=== Records from a dataset ===

● ● ● ● ● ● ●

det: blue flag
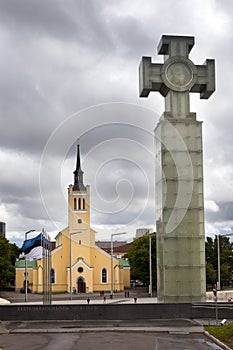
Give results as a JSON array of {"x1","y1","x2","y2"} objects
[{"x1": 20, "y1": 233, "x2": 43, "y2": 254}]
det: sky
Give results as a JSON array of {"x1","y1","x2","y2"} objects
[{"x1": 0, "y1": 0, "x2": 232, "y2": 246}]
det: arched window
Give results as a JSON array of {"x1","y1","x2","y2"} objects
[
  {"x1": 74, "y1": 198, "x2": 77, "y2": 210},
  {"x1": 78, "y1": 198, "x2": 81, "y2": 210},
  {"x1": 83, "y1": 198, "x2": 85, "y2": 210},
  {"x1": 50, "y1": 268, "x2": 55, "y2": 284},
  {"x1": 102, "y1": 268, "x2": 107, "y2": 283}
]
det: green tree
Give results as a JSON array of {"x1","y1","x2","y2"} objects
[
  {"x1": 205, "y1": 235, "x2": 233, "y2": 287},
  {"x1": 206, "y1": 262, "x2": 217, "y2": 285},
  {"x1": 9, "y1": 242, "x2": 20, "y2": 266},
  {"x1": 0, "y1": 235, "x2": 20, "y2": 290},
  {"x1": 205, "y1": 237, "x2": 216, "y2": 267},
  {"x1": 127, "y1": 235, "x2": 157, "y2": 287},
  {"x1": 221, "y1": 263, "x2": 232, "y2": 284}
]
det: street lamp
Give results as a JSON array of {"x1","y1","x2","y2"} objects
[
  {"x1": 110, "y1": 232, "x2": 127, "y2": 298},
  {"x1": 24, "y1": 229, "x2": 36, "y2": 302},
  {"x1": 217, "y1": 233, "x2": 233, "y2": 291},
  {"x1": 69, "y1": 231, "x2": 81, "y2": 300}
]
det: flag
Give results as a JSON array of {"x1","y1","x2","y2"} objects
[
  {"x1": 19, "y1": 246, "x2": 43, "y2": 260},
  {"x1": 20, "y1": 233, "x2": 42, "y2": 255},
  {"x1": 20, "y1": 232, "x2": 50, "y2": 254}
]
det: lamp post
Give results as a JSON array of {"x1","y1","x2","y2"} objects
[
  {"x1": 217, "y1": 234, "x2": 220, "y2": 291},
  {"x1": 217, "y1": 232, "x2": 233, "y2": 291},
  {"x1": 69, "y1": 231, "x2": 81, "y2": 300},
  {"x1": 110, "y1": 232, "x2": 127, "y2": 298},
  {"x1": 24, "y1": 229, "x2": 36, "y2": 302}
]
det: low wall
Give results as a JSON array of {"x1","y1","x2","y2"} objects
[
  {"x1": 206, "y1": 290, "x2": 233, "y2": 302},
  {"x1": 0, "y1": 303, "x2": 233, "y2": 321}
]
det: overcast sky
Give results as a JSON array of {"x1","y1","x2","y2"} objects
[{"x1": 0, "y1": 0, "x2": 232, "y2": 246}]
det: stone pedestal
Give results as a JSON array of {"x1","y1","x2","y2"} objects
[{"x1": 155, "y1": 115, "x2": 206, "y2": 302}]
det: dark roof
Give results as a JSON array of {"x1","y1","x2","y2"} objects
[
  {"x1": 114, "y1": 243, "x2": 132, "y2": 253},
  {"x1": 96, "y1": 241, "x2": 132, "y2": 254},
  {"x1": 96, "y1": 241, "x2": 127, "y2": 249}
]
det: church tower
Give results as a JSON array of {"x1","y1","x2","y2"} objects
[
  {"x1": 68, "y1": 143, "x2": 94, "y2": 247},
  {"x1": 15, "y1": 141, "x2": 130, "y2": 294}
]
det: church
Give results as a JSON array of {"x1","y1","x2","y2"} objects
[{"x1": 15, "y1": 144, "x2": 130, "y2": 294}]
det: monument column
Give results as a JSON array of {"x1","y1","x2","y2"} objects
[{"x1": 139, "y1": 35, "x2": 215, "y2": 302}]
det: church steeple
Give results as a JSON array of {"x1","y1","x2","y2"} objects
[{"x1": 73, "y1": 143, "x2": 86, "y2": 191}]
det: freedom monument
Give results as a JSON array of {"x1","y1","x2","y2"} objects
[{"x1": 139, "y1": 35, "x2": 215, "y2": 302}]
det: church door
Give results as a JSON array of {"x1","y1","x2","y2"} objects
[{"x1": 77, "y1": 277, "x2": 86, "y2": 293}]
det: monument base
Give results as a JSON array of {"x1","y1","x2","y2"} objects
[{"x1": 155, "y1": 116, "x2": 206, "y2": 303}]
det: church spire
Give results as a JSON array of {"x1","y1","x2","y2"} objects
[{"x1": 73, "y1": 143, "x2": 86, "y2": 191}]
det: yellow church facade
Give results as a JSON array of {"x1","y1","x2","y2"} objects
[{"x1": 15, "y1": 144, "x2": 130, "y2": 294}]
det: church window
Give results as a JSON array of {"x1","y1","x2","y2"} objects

● ● ● ● ● ● ●

=== Exercise goal ===
Every line of the data above should be quoted exactly. Omit the pictures.

=== Solution to this exercise ===
det: blue flag
Give results as a JSON array of {"x1","y1","x2","y2"} objects
[{"x1": 20, "y1": 233, "x2": 43, "y2": 254}]
det: sky
Give results as a JSON array of {"x1","y1","x2","y2"} objects
[{"x1": 0, "y1": 0, "x2": 232, "y2": 246}]
det: arched window
Give results as a JSON array of {"x1","y1","x2","y2"} objects
[
  {"x1": 74, "y1": 198, "x2": 77, "y2": 210},
  {"x1": 78, "y1": 198, "x2": 81, "y2": 210},
  {"x1": 83, "y1": 198, "x2": 85, "y2": 210},
  {"x1": 50, "y1": 268, "x2": 55, "y2": 284},
  {"x1": 102, "y1": 268, "x2": 107, "y2": 283}
]
det: green tree
Give results as a JSON array of {"x1","y1","x2","y2"} objects
[
  {"x1": 205, "y1": 235, "x2": 233, "y2": 287},
  {"x1": 206, "y1": 262, "x2": 217, "y2": 285},
  {"x1": 9, "y1": 242, "x2": 20, "y2": 266},
  {"x1": 0, "y1": 235, "x2": 20, "y2": 290},
  {"x1": 205, "y1": 237, "x2": 216, "y2": 267},
  {"x1": 127, "y1": 235, "x2": 157, "y2": 287},
  {"x1": 221, "y1": 263, "x2": 232, "y2": 284}
]
det: street lamp
Give results as a JSON array of {"x1","y1","x2","y2"} objects
[
  {"x1": 110, "y1": 232, "x2": 127, "y2": 298},
  {"x1": 24, "y1": 229, "x2": 36, "y2": 302},
  {"x1": 217, "y1": 233, "x2": 233, "y2": 291},
  {"x1": 69, "y1": 231, "x2": 81, "y2": 300}
]
det: flag
Give results as a JSON array of {"x1","y1","x2","y2"} objects
[
  {"x1": 19, "y1": 246, "x2": 43, "y2": 260},
  {"x1": 20, "y1": 233, "x2": 42, "y2": 255},
  {"x1": 20, "y1": 232, "x2": 50, "y2": 254}
]
det: lamp post
Give results as a JSON array of {"x1","y1","x2","y2"} objects
[
  {"x1": 217, "y1": 234, "x2": 220, "y2": 291},
  {"x1": 217, "y1": 232, "x2": 233, "y2": 291},
  {"x1": 69, "y1": 231, "x2": 81, "y2": 300},
  {"x1": 110, "y1": 232, "x2": 127, "y2": 298},
  {"x1": 24, "y1": 229, "x2": 36, "y2": 302}
]
det: low wall
Give results as a JSON array of {"x1","y1","x2","y2"} objects
[
  {"x1": 206, "y1": 290, "x2": 233, "y2": 302},
  {"x1": 0, "y1": 303, "x2": 233, "y2": 321}
]
det: overcast sky
Give results as a JSON array of {"x1","y1","x2","y2"} objects
[{"x1": 0, "y1": 0, "x2": 232, "y2": 246}]
det: stone pedestal
Give results as a JSON array of {"x1","y1","x2","y2"} objects
[{"x1": 155, "y1": 115, "x2": 206, "y2": 302}]
det: dark roof
Give results as a JSON array of {"x1","y1","x2","y2"} objects
[
  {"x1": 114, "y1": 243, "x2": 132, "y2": 253},
  {"x1": 96, "y1": 241, "x2": 132, "y2": 254},
  {"x1": 96, "y1": 241, "x2": 127, "y2": 249}
]
det: church tower
Give results as a JSON array of {"x1","y1","x2","y2"} objects
[
  {"x1": 68, "y1": 143, "x2": 94, "y2": 247},
  {"x1": 15, "y1": 141, "x2": 130, "y2": 294}
]
det: church
Give results as a JSON array of {"x1","y1","x2","y2"} objects
[{"x1": 15, "y1": 144, "x2": 130, "y2": 294}]
det: monument column
Give results as a JSON array of {"x1","y1","x2","y2"} objects
[{"x1": 139, "y1": 35, "x2": 215, "y2": 302}]
det: church steeple
Give results as a JSON array of {"x1","y1","x2","y2"} objects
[{"x1": 73, "y1": 143, "x2": 86, "y2": 191}]
det: freedom monument
Give results as a JSON array of {"x1","y1","x2","y2"} objects
[{"x1": 139, "y1": 35, "x2": 215, "y2": 302}]
det: church door
Give results as a JSON array of {"x1","y1","x2","y2"} objects
[{"x1": 77, "y1": 277, "x2": 86, "y2": 293}]
det: monument base
Give results as a JSON array of {"x1","y1","x2","y2"} objects
[{"x1": 155, "y1": 116, "x2": 206, "y2": 303}]
det: church spire
Give results as a JSON array of {"x1","y1","x2","y2"} objects
[{"x1": 73, "y1": 143, "x2": 86, "y2": 191}]
det: yellow church facade
Give results as a JSON array of {"x1","y1","x2","y2"} objects
[{"x1": 15, "y1": 144, "x2": 130, "y2": 294}]
det: church window
Give results as a JSON array of {"x1","y1","x2","y2"} objects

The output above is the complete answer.